Records of labeled boxes
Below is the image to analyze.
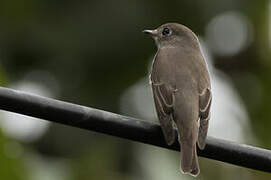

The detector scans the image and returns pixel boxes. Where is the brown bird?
[143,23,212,176]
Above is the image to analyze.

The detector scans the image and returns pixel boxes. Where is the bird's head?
[143,23,198,48]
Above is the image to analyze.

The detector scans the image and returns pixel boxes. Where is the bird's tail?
[180,142,200,176]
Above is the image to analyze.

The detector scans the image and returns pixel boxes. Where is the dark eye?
[162,28,170,36]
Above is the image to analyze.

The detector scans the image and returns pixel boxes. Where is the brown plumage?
[144,23,212,176]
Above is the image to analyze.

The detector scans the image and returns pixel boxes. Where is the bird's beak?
[142,29,158,36]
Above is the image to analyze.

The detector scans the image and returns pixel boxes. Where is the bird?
[143,23,212,176]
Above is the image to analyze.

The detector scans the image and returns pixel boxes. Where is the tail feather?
[181,142,193,174]
[190,146,200,177]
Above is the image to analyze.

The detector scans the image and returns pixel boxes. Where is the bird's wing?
[198,88,212,149]
[152,83,175,145]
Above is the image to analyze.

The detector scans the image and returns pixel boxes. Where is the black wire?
[0,87,271,172]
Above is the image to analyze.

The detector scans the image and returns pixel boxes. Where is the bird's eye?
[162,28,171,36]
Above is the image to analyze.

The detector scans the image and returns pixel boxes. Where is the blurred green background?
[0,0,271,180]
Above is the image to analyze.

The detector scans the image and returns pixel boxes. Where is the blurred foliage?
[0,0,271,179]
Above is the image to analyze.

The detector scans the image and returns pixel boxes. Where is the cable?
[0,87,271,172]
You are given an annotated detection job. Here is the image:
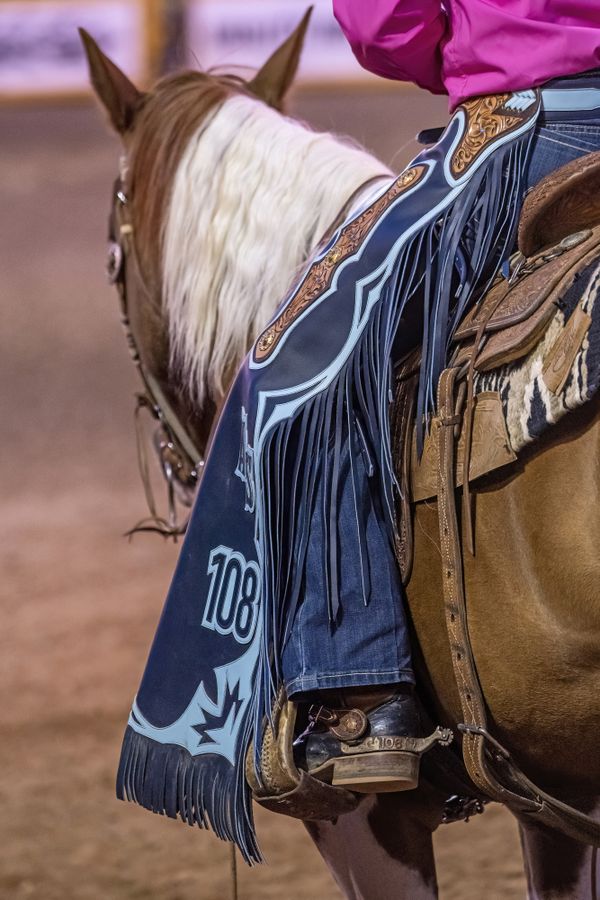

Exercise brief → Could you print the items above again line for line, leaving out the pictures?

Task result →
Below is the image to analyze.

The detector scans the image and returns pixel boxes. Where is the brown bird?
[143,23,212,176]
Above is the image to analyze.

The detector scans the image and returns pixel boxes. Where is the bird's head?
[143,23,198,48]
Above is the image to analyze.

The detector scans the image and returns pixel boxes. Where is the bird's tail?
[180,142,200,176]
Above is the image to analyze.

The detector scans the image and returns pixel boxes. Where is the dark eye?
[162,28,170,36]
Above is the image to analyze.

The detector scans the image and returns pixel boxes. Where is the brown plumage?
[144,23,212,176]
Above is the image to analyze.

The detector scans the image and returns pixel boxes. Where is the bird's beak?
[142,29,158,36]
Above is the image to analyze.

The detector scans the image and returns pixel boxes. Where is the bird?
[143,23,212,176]
Above is the image to analyze.

The detector scans the image and returns pixel boxes. Where is the tail feather?
[181,142,193,174]
[190,146,200,177]
Above is the image to analyze.

The detector scans the image and returns pixel boxes. Where is the bird's wing?
[198,88,212,149]
[152,83,175,145]
Above is the image to analyze.

The detector scans the image and returns pixel boxes. Where is the black wire?
[0,87,271,172]
Above is the image to analyze.

The detector scans the image and returns pixel boxes. Where is the bird's eye?
[162,28,171,36]
Above is the image to analyze.

The detector scans the image and returns pixel boxes. Where is the blurred green background?
[0,0,271,180]
Above is the image to analyze.

The detector scans the image and returns pixel boxes. Where is the blurred foliage?
[0,0,271,179]
Above is the image to analyze.

The detector scans the image and returns pixel boxes. Where is the cable?
[0,87,271,172]
You are given an annotated detection job. Here is the image:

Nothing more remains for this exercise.